WORK TO BE COMPLETED: How many of the lines below contain the string "green", matching case exactly? Reply with the number alone.

-- BEGIN --

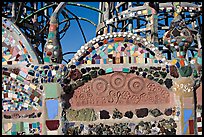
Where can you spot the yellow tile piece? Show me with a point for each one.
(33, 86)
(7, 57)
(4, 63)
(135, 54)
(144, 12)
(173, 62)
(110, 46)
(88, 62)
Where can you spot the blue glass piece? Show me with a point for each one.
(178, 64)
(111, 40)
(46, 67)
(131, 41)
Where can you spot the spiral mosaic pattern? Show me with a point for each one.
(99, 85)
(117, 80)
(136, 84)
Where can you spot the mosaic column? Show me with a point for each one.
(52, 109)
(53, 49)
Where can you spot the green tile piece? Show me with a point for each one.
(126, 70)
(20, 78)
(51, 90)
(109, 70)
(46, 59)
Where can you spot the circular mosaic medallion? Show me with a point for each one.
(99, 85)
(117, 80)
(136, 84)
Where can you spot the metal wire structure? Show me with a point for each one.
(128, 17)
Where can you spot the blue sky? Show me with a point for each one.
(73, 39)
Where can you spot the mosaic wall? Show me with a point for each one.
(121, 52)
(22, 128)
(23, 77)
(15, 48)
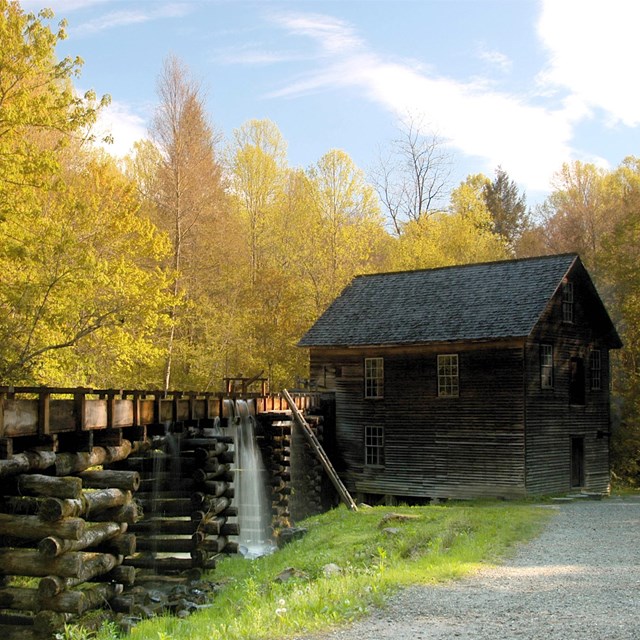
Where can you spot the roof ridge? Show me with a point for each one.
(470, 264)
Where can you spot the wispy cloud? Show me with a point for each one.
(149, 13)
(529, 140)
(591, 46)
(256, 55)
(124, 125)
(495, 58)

-- END --
-- BEGIN --

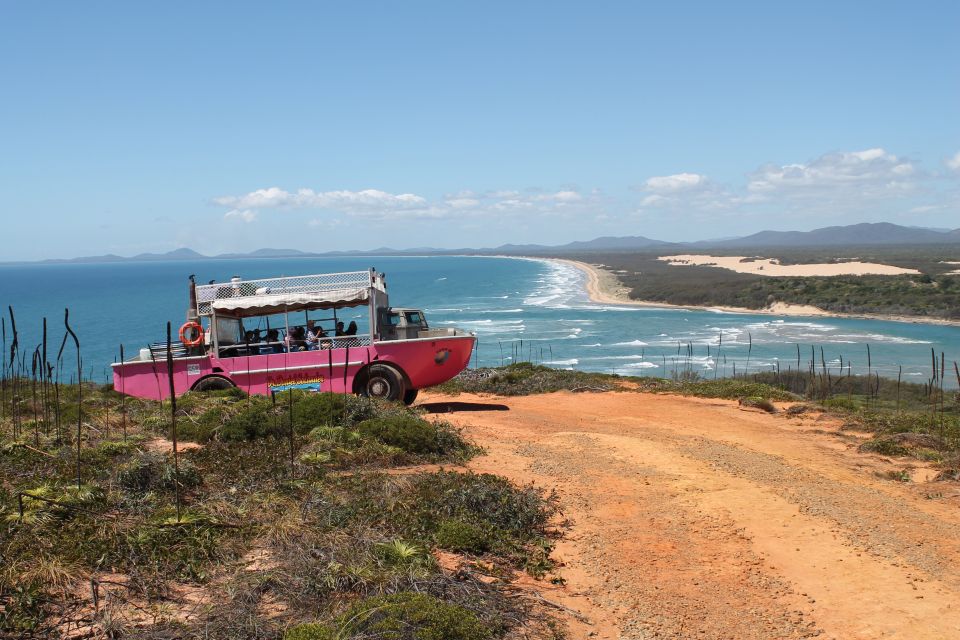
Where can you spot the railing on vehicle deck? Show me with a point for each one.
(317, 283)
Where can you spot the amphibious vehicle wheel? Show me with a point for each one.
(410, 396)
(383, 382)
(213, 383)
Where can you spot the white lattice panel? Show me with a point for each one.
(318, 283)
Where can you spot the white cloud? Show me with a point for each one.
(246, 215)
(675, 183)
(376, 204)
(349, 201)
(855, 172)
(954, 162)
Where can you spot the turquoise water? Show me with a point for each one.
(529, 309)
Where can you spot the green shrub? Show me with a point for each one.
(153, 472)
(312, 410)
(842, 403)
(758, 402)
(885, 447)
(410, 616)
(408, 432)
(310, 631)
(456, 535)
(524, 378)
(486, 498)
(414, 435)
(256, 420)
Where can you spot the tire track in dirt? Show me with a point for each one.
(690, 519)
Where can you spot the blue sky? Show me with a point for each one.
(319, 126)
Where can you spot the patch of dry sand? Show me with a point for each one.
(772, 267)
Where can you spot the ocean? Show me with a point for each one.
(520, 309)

-- END --

OUTPUT: 2